— START OF Reading text —
In the year 60, during Nero’s rule, another earthquake destroyed the city, and was rebuilt in a more Roman style. The city flourished, and became an important centre for Christianity, particularly during the Byzantine era. In the early 7th century, however, the city was destroyed by the invading Persian armies and by another earthquake, before eventually being rebuilt. In the 12th century, the area came under the control of the Seljuk sultanate, and the town was eventually abandoned in the late 14th century. In 1354, another earthquake destroyed the remains of this glorious city, and excavation attempts are still being carried out to uncover the remains under the limestone that was formed over the years. 

Guests are invited to check out the Hierapolis Theatre, an amphitheatre that can house over 10,000 people. The theatre was first built in the 2nd century AD, under the ruling of the Roman Emperor Hadrian, during the first set of renovations after an earthquake in 60 AD. The theatre has fort-five rows of seats, with a large carved, curved seat of honour that covers the fourth, fifth, and sixth rows in the central seating section, with scholars guessing that these seats would have been used for priests and dignitaries. The theatre is a fascinating space to visit as it has some of the best-preserved features of the theatres that are still standing in Turkey, with many decorative friezes still intact over the years, with some friezes depicting Emperor Septimus Severus in procession with his family and the gods, while another portrays the life of the Greek god Dionysus. Hierapolis itself was first excavated in the late nineteenth century, and excavations and restorations had continued over the years; the Hierapolis museum was first built in 1970 to house the many artefacts uncovered in the area; prior to the museum, artefacts were sent to museums in Izmir and Istanbul.
— END OF Reading text —
— START OF Data section —
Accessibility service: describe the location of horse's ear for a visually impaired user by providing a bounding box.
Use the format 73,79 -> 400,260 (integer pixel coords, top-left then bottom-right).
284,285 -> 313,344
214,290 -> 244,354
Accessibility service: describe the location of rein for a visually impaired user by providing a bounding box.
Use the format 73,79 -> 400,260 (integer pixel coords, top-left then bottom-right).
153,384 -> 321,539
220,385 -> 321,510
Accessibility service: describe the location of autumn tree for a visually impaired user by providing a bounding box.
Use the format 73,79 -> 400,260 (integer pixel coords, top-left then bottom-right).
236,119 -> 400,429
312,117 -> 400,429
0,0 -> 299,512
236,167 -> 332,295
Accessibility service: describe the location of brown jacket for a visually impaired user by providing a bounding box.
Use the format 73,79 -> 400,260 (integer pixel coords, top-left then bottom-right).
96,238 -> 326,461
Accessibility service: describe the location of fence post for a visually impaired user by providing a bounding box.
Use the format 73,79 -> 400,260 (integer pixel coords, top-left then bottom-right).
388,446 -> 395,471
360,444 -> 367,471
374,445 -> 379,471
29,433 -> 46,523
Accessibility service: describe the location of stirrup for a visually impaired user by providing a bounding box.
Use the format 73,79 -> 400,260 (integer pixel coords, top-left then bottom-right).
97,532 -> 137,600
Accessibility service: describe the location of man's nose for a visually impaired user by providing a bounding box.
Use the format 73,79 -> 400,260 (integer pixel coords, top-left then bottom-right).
— END OF Data section —
Problem set:
**a)** According to the Hierapolis text, in what year was the Hierapolis museum first built?
**b)** Retype the part of the Hierapolis text starting with "In the year" and going on through "over the years.".

Expected outputs:
**a)** 1970

**b)**
In the year 60, during Nero’s rule, another earthquake destroyed the city, and was rebuilt in a more Roman style. The city flourished, and became an important centre for Christianity, particularly during the Byzantine era. In the early 7th century, however, the city was destroyed by the invading Persian armies and by another earthquake, before eventually being rebuilt. In the 12th century, the area came under the control of the Seljuk sultanate, and the town was eventually abandoned in the late 14th century. In 1354, another earthquake destroyed the remains of this glorious city, and excavation attempts are still being carried out to uncover the remains under the limestone that was formed over the years.